*WRITTEN EXERCISE*:
Keep only the lines of the material that contain the word "locate", and copy each of them out. Case counts.

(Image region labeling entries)
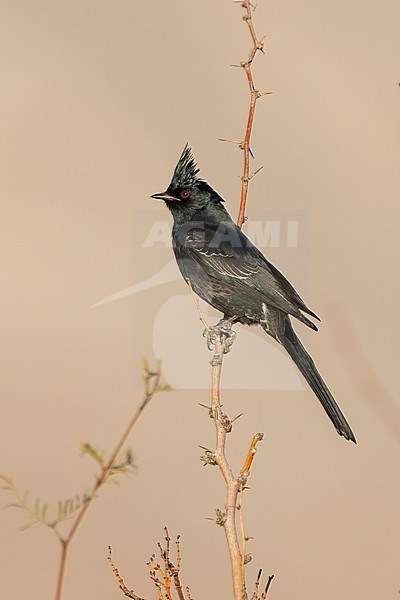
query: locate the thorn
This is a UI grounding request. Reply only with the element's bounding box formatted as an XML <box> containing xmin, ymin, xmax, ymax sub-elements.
<box><xmin>218</xmin><ymin>138</ymin><xmax>243</xmax><ymax>146</ymax></box>
<box><xmin>232</xmin><ymin>413</ymin><xmax>243</xmax><ymax>423</ymax></box>
<box><xmin>249</xmin><ymin>165</ymin><xmax>264</xmax><ymax>181</ymax></box>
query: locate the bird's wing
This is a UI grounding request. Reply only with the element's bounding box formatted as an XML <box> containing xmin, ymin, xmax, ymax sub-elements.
<box><xmin>182</xmin><ymin>223</ymin><xmax>315</xmax><ymax>328</ymax></box>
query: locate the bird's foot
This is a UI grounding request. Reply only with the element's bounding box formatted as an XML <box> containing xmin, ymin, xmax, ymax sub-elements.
<box><xmin>203</xmin><ymin>318</ymin><xmax>236</xmax><ymax>354</ymax></box>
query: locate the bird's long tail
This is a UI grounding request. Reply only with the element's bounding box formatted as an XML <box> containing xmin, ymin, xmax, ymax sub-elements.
<box><xmin>277</xmin><ymin>316</ymin><xmax>357</xmax><ymax>444</ymax></box>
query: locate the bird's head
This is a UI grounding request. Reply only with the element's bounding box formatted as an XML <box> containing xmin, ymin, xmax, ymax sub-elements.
<box><xmin>151</xmin><ymin>145</ymin><xmax>223</xmax><ymax>214</ymax></box>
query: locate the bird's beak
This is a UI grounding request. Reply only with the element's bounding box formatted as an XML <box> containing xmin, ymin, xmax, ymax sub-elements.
<box><xmin>150</xmin><ymin>192</ymin><xmax>179</xmax><ymax>202</ymax></box>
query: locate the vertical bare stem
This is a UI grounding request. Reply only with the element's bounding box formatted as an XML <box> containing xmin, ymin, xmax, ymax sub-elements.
<box><xmin>237</xmin><ymin>0</ymin><xmax>264</xmax><ymax>227</ymax></box>
<box><xmin>211</xmin><ymin>332</ymin><xmax>247</xmax><ymax>600</ymax></box>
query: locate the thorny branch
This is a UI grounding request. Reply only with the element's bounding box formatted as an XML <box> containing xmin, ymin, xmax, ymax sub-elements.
<box><xmin>108</xmin><ymin>527</ymin><xmax>191</xmax><ymax>600</ymax></box>
<box><xmin>201</xmin><ymin>319</ymin><xmax>264</xmax><ymax>600</ymax></box>
<box><xmin>221</xmin><ymin>0</ymin><xmax>270</xmax><ymax>228</ymax></box>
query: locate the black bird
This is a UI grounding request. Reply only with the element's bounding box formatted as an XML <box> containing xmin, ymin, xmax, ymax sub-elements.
<box><xmin>152</xmin><ymin>146</ymin><xmax>356</xmax><ymax>443</ymax></box>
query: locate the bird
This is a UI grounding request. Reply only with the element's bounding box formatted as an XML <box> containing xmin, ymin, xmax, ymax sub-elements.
<box><xmin>151</xmin><ymin>144</ymin><xmax>357</xmax><ymax>443</ymax></box>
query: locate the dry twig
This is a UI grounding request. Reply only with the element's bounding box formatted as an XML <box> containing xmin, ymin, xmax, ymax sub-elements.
<box><xmin>108</xmin><ymin>527</ymin><xmax>191</xmax><ymax>600</ymax></box>
<box><xmin>220</xmin><ymin>0</ymin><xmax>269</xmax><ymax>227</ymax></box>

*WRITTEN RESPONSE*:
query: locate the thorn
query: locate the bird's wing
query: locate the bird's foot
query: locate the bird's long tail
query: locate the bird's head
query: locate the bird's beak
query: locate the vertical bare stem
query: locate the thorny branch
query: locate the black bird
query: locate the bird
query: locate the dry twig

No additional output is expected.